Annotated coordinate records -
═══
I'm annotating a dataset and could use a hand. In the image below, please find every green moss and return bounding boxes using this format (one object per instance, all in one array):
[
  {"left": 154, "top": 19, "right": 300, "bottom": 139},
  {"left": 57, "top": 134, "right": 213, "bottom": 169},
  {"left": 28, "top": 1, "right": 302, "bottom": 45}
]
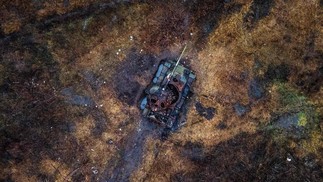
═══
TASK -
Can you format every line of the records above as a JSON list of strings, one string per line, with blank lines skipped and the pictures left out?

THE OUTPUT -
[
  "I'm annotating a dataset and could use a hand. In the image below, please find every green moss and return bounding boxes using this format (one object per instance, all in one array):",
  "[",
  "  {\"left\": 154, \"top\": 19, \"right\": 300, \"bottom\": 139},",
  "  {\"left\": 57, \"top\": 134, \"right\": 213, \"bottom\": 169},",
  "  {\"left\": 28, \"top\": 1, \"right\": 302, \"bottom\": 45}",
  "]"
]